**** Source ****

From his youth until his death Tuesday night at the age of 73, Hall never lost his enthusiasm for Memphis nor disavowed the exhilaration of attending garage rock concerts at the old Frayser Skateland and playing with his own teen band, the 13th Muse, at such unlikely venues as a home for unwed mothers in Oakhaven.

Hall was an unpretentious multi-hyphenate whose résumé represented a roll call of dream jobs for a Baby Boomer in Memphis in the years when drive-ins, television dance parties, Overton Park Shell rock concerts and pop-rock radio were ascendant.

Memphis author and pop culture historian Ron Hall.
Memphis author and pop culture historian Ron Hall.

He drove a popsicle truck. He was "engineer" on the kiddie train at the Memphis Zoo. He played in teen rock bands. He booked concerts, bringing Brownsville Station ("Smokin' in the Boys Room"), the Steve Miller Band (about to be hot with "The Joker") and a young banjo-strumming comic named Steve Martin to Memphis. He was a record distributor and radio deejay and record collector and avid concertgoer.

Finally, he helped immortalize his enthusiasms via CD anthologies, a motion picture documentary, a radio program and a series of painstakingly researched and lavishly illustrated books that presented definitive histories of the Memphis rock concert scene, the "garage" and "frat bands" of the 1960s and '70s, and the classic era of Memphis professional wrestling.

**** Data shown ****

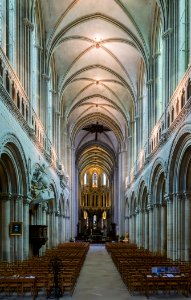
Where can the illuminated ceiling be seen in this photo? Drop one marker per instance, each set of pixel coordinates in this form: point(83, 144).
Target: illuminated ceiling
point(98, 47)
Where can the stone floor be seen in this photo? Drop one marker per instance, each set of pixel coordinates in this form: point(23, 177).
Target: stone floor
point(99, 279)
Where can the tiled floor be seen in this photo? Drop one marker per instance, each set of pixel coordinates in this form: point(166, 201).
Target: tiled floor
point(99, 279)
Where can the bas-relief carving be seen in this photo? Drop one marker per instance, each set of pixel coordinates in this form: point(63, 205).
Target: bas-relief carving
point(40, 186)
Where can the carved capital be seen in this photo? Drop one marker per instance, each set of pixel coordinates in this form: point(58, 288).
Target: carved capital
point(28, 24)
point(167, 33)
point(5, 196)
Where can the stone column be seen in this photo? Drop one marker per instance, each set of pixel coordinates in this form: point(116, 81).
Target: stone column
point(169, 225)
point(48, 230)
point(163, 230)
point(19, 239)
point(5, 199)
point(26, 203)
point(187, 220)
point(130, 229)
point(166, 74)
point(175, 227)
point(150, 216)
point(146, 237)
point(44, 222)
point(179, 226)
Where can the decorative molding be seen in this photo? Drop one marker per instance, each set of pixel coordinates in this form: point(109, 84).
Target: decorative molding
point(45, 77)
point(166, 33)
point(149, 82)
point(28, 24)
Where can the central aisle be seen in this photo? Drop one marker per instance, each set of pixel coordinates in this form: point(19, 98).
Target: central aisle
point(99, 278)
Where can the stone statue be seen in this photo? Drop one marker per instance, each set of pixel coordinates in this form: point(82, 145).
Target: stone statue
point(40, 185)
point(126, 239)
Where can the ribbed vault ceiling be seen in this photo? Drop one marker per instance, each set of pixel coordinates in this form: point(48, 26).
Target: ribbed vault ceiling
point(98, 47)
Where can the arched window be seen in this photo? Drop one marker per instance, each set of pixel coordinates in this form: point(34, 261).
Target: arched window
point(35, 64)
point(50, 110)
point(10, 29)
point(94, 179)
point(104, 179)
point(158, 78)
point(85, 179)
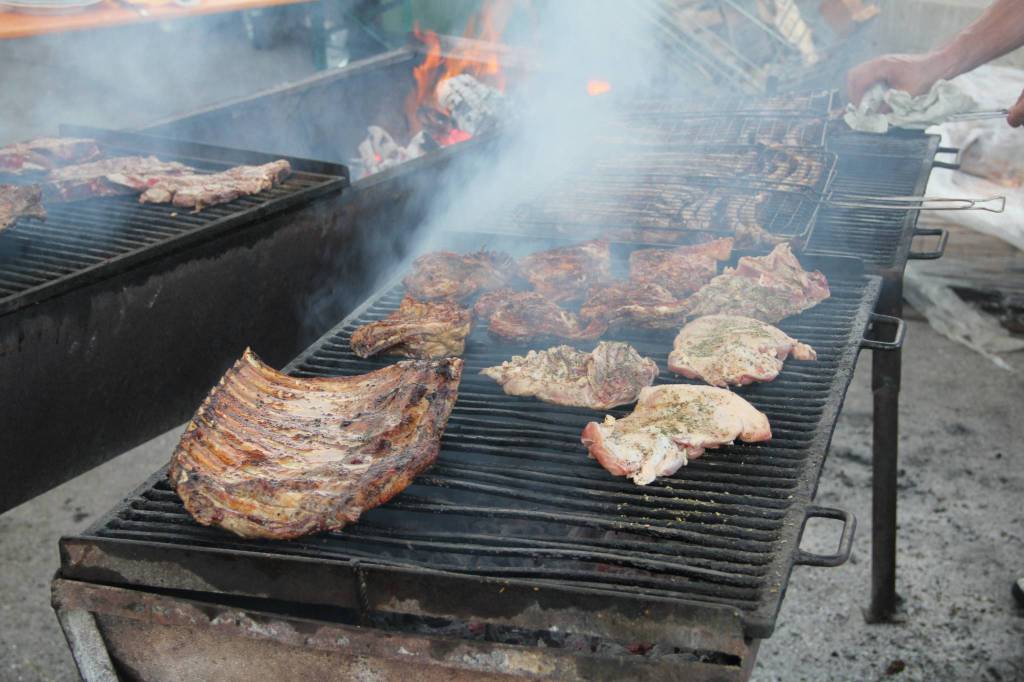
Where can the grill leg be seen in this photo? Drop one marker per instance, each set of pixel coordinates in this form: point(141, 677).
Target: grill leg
point(886, 371)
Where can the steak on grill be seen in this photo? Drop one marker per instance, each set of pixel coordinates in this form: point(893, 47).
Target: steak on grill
point(522, 316)
point(611, 375)
point(682, 270)
point(645, 305)
point(671, 425)
point(767, 288)
point(39, 156)
point(417, 329)
point(197, 190)
point(16, 201)
point(727, 350)
point(109, 177)
point(566, 273)
point(272, 456)
point(445, 274)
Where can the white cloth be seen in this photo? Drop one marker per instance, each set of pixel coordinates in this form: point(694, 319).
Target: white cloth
point(908, 111)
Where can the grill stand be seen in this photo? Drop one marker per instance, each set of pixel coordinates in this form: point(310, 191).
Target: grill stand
point(886, 379)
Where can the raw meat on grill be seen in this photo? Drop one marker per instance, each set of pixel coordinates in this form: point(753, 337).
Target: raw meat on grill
point(109, 177)
point(727, 350)
point(767, 288)
point(670, 426)
point(198, 190)
point(39, 156)
point(272, 456)
point(566, 273)
point(682, 270)
point(17, 201)
point(643, 305)
point(523, 316)
point(453, 275)
point(611, 375)
point(417, 329)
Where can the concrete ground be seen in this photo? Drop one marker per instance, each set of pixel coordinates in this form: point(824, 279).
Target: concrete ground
point(962, 539)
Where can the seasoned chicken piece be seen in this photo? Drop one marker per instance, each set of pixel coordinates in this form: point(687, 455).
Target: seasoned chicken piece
point(638, 305)
point(670, 426)
point(268, 455)
point(523, 316)
point(727, 350)
point(767, 288)
point(566, 273)
point(611, 375)
point(682, 270)
point(416, 330)
point(453, 275)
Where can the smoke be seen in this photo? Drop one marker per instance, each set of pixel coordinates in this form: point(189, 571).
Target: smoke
point(554, 122)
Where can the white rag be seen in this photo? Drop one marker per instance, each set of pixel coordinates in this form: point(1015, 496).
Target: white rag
point(943, 100)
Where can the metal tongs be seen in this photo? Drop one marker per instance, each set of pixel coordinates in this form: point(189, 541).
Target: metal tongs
point(978, 116)
point(920, 203)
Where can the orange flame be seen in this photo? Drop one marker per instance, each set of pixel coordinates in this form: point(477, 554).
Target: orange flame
point(473, 59)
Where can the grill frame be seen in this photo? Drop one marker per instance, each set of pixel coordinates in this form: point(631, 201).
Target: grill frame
point(68, 222)
point(92, 555)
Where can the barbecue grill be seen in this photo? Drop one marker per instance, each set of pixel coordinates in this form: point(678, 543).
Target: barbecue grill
point(107, 280)
point(515, 533)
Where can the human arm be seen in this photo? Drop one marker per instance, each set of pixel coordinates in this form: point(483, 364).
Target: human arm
point(997, 31)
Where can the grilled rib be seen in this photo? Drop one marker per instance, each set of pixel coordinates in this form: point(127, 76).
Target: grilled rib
point(417, 329)
point(272, 456)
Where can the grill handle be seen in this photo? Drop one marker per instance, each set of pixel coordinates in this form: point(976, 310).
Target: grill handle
point(898, 336)
point(939, 249)
point(919, 203)
point(803, 558)
point(949, 165)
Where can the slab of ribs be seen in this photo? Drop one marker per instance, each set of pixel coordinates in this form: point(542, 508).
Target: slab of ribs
point(272, 456)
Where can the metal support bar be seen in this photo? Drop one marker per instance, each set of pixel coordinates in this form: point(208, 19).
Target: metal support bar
point(886, 376)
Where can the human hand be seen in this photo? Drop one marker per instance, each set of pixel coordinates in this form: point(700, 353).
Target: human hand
point(912, 73)
point(1016, 116)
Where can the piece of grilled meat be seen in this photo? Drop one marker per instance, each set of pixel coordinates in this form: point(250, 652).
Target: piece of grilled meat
point(526, 315)
point(731, 350)
point(17, 201)
point(566, 273)
point(444, 274)
point(272, 456)
point(766, 288)
point(610, 375)
point(644, 305)
point(197, 190)
point(671, 425)
point(109, 177)
point(43, 154)
point(682, 270)
point(417, 329)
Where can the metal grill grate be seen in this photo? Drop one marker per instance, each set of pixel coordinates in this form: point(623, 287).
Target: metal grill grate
point(514, 496)
point(720, 129)
point(80, 242)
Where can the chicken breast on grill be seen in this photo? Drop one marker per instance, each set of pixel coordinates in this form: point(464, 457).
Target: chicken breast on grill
point(611, 375)
point(670, 426)
point(566, 273)
point(682, 270)
point(526, 315)
point(731, 350)
point(417, 329)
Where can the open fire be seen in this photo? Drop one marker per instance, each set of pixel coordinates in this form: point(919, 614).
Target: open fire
point(456, 95)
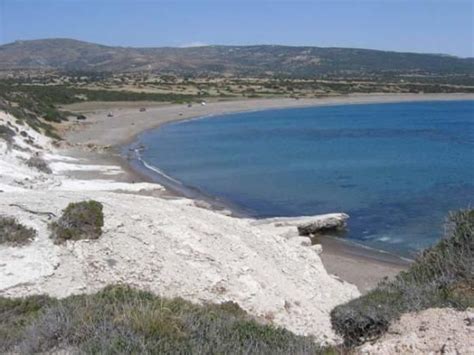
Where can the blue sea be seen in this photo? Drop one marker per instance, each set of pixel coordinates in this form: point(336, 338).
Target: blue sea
point(396, 169)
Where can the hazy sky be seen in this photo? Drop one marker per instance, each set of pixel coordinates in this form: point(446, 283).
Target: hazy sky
point(435, 26)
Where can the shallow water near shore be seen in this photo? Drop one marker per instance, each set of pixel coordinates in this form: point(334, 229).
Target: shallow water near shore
point(396, 169)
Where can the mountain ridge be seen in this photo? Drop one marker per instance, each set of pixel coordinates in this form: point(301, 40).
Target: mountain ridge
point(267, 59)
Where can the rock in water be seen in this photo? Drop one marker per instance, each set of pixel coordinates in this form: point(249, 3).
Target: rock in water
point(322, 225)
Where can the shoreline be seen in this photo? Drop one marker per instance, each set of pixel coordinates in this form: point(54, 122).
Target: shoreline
point(351, 262)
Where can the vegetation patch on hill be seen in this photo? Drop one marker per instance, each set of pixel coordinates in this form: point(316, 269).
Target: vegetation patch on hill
point(442, 276)
point(80, 220)
point(119, 319)
point(14, 233)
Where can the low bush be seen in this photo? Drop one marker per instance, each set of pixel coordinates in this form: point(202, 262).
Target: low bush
point(119, 320)
point(81, 220)
point(39, 164)
point(14, 233)
point(7, 134)
point(442, 276)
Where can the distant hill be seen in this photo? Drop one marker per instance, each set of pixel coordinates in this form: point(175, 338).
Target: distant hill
point(68, 54)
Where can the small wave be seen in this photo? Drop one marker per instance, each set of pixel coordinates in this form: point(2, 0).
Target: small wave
point(155, 169)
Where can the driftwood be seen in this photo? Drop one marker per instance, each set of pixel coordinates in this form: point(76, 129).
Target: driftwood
point(49, 214)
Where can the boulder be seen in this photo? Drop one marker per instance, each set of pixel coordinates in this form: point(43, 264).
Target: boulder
point(323, 225)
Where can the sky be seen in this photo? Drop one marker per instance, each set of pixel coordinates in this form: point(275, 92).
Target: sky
point(429, 26)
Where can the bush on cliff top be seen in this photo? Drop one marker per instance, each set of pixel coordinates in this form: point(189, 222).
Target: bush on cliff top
point(14, 233)
point(81, 220)
point(442, 276)
point(119, 319)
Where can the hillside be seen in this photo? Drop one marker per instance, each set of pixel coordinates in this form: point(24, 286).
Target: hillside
point(68, 54)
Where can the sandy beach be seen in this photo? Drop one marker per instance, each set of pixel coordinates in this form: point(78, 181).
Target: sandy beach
point(156, 240)
point(358, 265)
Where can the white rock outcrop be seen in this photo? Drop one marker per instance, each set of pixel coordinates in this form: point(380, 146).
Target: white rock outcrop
point(170, 247)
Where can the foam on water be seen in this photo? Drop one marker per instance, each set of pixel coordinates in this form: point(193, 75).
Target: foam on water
point(396, 169)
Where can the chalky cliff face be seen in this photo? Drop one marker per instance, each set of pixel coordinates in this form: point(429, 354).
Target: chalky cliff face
point(171, 247)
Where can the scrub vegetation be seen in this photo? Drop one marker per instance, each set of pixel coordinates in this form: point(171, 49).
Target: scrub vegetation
point(119, 320)
point(442, 276)
point(13, 233)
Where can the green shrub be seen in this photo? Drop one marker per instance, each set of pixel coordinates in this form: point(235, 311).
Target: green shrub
point(7, 134)
point(14, 233)
point(39, 164)
point(81, 220)
point(119, 319)
point(442, 276)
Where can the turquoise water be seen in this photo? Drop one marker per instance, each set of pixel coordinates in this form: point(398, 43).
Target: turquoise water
point(396, 169)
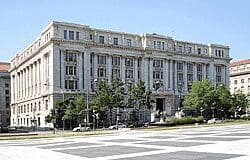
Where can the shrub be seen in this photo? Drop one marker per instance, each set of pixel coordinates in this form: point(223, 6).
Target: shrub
point(187, 120)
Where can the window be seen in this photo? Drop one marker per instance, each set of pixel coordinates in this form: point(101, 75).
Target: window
point(158, 45)
point(163, 45)
point(158, 63)
point(179, 66)
point(116, 61)
point(46, 104)
point(7, 92)
point(154, 44)
point(235, 81)
point(71, 35)
point(115, 41)
point(129, 42)
point(77, 35)
point(242, 80)
point(199, 67)
point(101, 72)
point(129, 62)
point(190, 67)
point(101, 59)
point(129, 73)
point(65, 34)
point(180, 48)
point(199, 50)
point(101, 39)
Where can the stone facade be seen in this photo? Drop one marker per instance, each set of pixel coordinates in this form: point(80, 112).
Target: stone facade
point(4, 94)
point(67, 58)
point(240, 77)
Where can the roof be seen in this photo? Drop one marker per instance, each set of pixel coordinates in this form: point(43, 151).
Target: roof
point(4, 66)
point(241, 62)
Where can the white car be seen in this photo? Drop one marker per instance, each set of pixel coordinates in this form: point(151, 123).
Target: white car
point(215, 120)
point(120, 125)
point(81, 129)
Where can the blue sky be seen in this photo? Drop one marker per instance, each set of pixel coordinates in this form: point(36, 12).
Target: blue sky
point(204, 21)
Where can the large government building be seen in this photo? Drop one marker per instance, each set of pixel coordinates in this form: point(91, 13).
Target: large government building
point(67, 58)
point(4, 94)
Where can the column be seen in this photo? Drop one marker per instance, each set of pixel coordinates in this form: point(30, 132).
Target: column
point(170, 77)
point(123, 69)
point(95, 67)
point(185, 77)
point(165, 74)
point(195, 72)
point(109, 68)
point(204, 71)
point(136, 69)
point(86, 72)
point(80, 71)
point(151, 74)
point(175, 77)
point(144, 71)
point(211, 73)
point(227, 75)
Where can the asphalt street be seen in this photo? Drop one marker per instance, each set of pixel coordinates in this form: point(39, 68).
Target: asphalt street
point(209, 143)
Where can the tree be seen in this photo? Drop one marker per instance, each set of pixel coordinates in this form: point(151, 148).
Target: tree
point(238, 104)
point(74, 110)
point(223, 102)
point(139, 97)
point(57, 112)
point(201, 97)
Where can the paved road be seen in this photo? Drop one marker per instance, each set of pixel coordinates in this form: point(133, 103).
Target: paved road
point(211, 143)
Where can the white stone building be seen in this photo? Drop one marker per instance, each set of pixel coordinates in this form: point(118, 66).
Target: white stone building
point(4, 94)
point(66, 59)
point(240, 77)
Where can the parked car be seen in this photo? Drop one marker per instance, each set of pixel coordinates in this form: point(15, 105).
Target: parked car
point(81, 129)
point(120, 125)
point(215, 120)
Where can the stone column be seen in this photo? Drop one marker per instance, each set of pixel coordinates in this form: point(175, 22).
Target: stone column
point(195, 72)
point(109, 68)
point(95, 67)
point(151, 81)
point(204, 71)
point(136, 69)
point(175, 78)
point(185, 77)
point(165, 79)
point(87, 66)
point(171, 80)
point(123, 69)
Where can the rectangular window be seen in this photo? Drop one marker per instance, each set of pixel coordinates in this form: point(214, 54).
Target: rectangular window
point(115, 41)
point(116, 61)
point(129, 62)
point(77, 35)
point(71, 35)
point(129, 42)
point(199, 50)
point(154, 44)
point(101, 39)
point(158, 45)
point(65, 34)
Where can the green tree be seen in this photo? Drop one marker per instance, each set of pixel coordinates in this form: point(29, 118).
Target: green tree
point(74, 110)
point(139, 97)
point(223, 100)
point(238, 104)
point(201, 97)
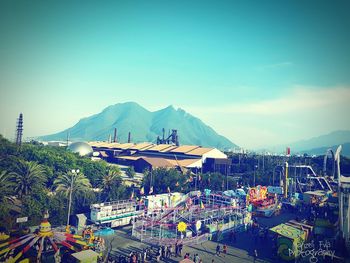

****

_Challenges_.
**A)** Please answer these questions about the text on Ron Hall, one line each:
(i) What was the name of Hall's teen band?
(ii) What job did Hall have at the Memphis Zoo?
(iii) What three subjects did his books give histories of?
**B)** Go on with the text on Ron Hall, picking up after its final sentence.

_Answers for the exercise_.
**A)**
(i) The 13th Muse.
(ii) He was "engineer" on the kiddie train.
(iii) The Memphis rock concert scene, the "garage" and "frat bands" of the 1960s and '70s, and the classic era of Memphis professional wrestling.

**B)**
"This is when Memphis ruled!" Hall would write, when he autographed copies of his 2009 book, "Sputnik, Masked Men and Midgets: The Early Days of Memphis Wrestling." The book was a precursor to a successful 2011 feature documentary, "Memphis Heat: The True Story of Memphis Wrasslin'," on which Hall was an executive producer alongside Sherman Willmott, whose Shangri-la Projects imprint issued the film and Hall's books.

"Sputnik, Masked Men and Midgets: The Early Days of Memphis Wrestling" by Ron Hall
"Sputnik, Masked Men and Midgets: The Early Days of Memphis Wrestling" by Ron Hall

"Ron was a savant in shining a light on what it meant to grow up smack in the middle of the post-war pop culture explosion in one of the most influential music and professional wrestling cities in the world," Willmott said. “Ron had an amazing knack of finding and breaking down the essence of what people were really fascinated with in Memphis’ wild and woolly past."

Hall died Tuesday, surrounded by his family, after time spent in hospice. The news was not unexpected but nevertheless was extremely upsetting for a tightknit yet international community of Memphis pop-culture connoisseurs.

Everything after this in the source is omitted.